##### SELECTION
I don't think they're stubborn, they're just different. I also don't think
they're cheap either, because an iPad (let alone a MacBook) is still a
consumer electronic luxury.

------
coldtea
A similar question I wanted to ask: "Who are all this skaters, hip hop singers
wannabees, surfers, brooming indie artists" and such BS that 99% of ads,
videos and startup media material seems to target to?

I've been all around the US (literally: the 48 states), and those are like 1%
of the youth population, if that.

------
DeusExMachina
I think that the assumption of the New Yorker that Airbnb is only for
twentysomethings is not correct (I can't speak about Uber).

I'm 33 years old and living in Europe. Between my passions there is dancing
tango. This actually involves a lot of traveling to international festivals
where to meet and dance different people. There are many of these events and
many dancers are really dedicated, traveling around a lot, sometimes almost
every weekend. In this situation it gets really helpful to travel on a budget,
even if there are not many people in their 20s in the community. As a result
Airbnb is getting the de facto choice for the community of the 30-40 years old
international traveling dancers.
##########
##### INFORMATION SUPPLIED
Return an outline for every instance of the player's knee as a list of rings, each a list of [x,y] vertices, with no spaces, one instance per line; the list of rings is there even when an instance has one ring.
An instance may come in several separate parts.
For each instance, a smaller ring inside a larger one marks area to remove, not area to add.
##########
**EXERCISE TASK 1:** In the forum thread, what dance does DeusExMachina name as one of their passions?
**EXERCISE TASK 2:** Set down, word for word, the part of the forum thread that opens with the words "I don't think" and closes with "population, if that.".

**FULL SOLUTION 1:** Tango.

**FULL SOLUTION 2:**
I don't think they're stubborn, they're just different. I also don't think
they're cheap either, because an iPad (let alone a MacBook) is still a
consumer electronic luxury.

------
coldtea
A similar question I wanted to ask: "Who are all this skaters, hip hop singers
wannabees, surfers, brooming indie artists" and such BS that 99% of ads,
videos and startup media material seems to target to?

I've been all around the US (literally: the 48 states), and those are like 1%
of the youth population, if that.